PARTS OF THE EXERCISE -
a) Using the Peter White Public Library post, answer each question below on its own line, marked (i), (ii), and (iii).
(i) According to the Anxiety and Depression Association of America, how many adults in the United States are affected by anxiety disorders?
(ii) Who illustrated "Anxiety is Really Strange"?
(iii) How many full-color doodles does "Kind of Coping" contain?
b) Reproduce the stretch of the Peter White Public Library post from "According to the" through "adults and children.".
[[ EXCERPT PROVIDED open ]]
New at Peter White Public Library

According to the Anxiety and Depression Association of America, Anxiety disorders are the most common mental illness in the U.S., affecting 40 million adults in the United States age 18 and older, or 18.1% of the population every year. Peter White Public Library has a wide array of titles exploring the topic of Anxiety that are appropriate for both adults and children.

One of the problems of researching anxiety while impared by anxiety is that an anxious brain isn’t the best state for absorbing new information. In recent years, the graphic novel has proved a popular format for presenting difficult topics and has been used by several authors writing about anxiety. Gentle humor cuts through some of the tension, and the use of visuals clarifies the science. Check out these four recent purchases by PWPL to see if this approach works for you or someone you care about.

“In Anxiety is Really Strange” by Steve Haines and illustrated by Sophie Standing (the most technical title in this group), the science behind anxiety is explained in an engaging and highly original graphic medicine book, with in-depth analysis of where anxiety comes from, what it means for your body, and how to turn it into something positive. The artwork simply and humorously depicts how to alleviate anxiety and take control of its negative symptoms.

“Thin Slices of Anxiety: Observations and Advice to Ease A Worried Mind” by Catherine Lepage is a clever antidote to everyday angst. This illustrated book captures universal truths and comforting revelations about being human. Artist Catherine Lepage uses her wry humor to help us see that “thinly sliced and illustrated, emotions are much easier to digest.” The art is beautiful, and the captions are funny and cut to the heart of what anxiety actually is like to live with.

“Kind of Coping” by Maureen “Marzi” Wilson is a collection cartoons steeped in empathy. Marzi is no stranger to anxiety and invites the reader into her world as she (kind of) copes with her own anxiety from day to day, finding the humor in her condition in encouraging, and supportive comics that show you the best you can do sometimes is just kind of cope — and that’s OK! Whether it’s a panic attack or an awkward social snafu, Marzi knows what it’s like. With this collection contains over 150 full-color doodles that deliver hope and inspiration, unconditional support, and big laughs.
[[ EXCERPT PROVIDED closed ]]
[[ DATA EXTRACT open ]]
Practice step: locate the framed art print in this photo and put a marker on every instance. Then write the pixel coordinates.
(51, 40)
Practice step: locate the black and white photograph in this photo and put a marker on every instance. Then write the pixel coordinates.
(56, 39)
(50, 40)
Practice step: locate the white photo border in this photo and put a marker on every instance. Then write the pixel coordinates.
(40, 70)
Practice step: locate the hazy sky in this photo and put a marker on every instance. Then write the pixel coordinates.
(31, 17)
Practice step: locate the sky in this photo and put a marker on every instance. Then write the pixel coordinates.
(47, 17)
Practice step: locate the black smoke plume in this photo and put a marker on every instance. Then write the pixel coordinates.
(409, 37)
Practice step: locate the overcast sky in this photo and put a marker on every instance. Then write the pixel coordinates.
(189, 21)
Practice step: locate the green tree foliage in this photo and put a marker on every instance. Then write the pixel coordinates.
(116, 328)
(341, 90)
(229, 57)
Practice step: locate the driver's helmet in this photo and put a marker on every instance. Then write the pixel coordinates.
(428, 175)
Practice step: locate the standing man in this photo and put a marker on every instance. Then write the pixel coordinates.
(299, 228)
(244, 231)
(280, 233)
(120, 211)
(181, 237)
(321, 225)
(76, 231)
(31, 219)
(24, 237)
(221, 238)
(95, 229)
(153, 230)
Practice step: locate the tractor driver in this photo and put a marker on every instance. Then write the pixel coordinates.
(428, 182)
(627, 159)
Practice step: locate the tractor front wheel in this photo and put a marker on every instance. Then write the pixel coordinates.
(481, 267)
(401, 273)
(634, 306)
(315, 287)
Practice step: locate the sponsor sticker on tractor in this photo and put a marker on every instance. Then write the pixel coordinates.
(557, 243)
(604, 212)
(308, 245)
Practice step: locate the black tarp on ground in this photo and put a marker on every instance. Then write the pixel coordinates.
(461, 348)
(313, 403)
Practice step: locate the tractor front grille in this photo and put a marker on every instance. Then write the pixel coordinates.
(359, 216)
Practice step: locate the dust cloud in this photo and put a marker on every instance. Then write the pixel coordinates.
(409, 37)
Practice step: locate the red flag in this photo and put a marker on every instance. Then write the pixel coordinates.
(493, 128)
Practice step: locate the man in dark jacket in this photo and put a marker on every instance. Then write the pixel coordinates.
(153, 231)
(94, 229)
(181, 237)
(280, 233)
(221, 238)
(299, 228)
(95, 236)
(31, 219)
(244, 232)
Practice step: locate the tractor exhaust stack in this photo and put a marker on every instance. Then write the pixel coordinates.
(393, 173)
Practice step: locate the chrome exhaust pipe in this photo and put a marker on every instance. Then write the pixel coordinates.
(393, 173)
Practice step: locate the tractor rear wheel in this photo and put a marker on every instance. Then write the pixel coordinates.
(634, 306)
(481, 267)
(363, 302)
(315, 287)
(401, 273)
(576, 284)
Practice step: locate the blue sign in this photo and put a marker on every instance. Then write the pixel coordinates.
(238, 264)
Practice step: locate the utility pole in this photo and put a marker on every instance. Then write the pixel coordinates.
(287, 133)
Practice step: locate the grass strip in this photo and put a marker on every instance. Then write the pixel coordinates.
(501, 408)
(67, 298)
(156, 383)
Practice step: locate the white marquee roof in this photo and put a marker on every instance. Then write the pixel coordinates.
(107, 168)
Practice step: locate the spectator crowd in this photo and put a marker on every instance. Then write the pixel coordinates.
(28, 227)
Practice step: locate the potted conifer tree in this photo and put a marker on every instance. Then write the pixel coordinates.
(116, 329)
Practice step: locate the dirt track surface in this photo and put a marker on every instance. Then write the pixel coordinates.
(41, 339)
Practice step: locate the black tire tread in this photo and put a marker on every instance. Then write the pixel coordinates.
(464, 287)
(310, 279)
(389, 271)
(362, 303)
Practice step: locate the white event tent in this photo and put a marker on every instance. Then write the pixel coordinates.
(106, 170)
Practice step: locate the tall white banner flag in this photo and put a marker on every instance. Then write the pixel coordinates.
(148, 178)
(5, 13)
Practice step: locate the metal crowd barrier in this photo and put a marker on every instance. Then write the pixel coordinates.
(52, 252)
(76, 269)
[[ DATA EXTRACT closed ]]
RESULTS OF THE EXERCISE -
a)
(i) 40 million adults age 18 and older, or 18.1% of the population every year
(ii) Sophie Standing
(iii) Over 150

b)
According to the Anxiety and Depression Association of America, Anxiety disorders are the most common mental illness in the U.S., affecting 40 million adults in the United States age 18 and older, or 18.1% of the population every year. Peter White Public Library has a wide array of titles exploring the topic of Anxiety that are appropriate for both adults and children.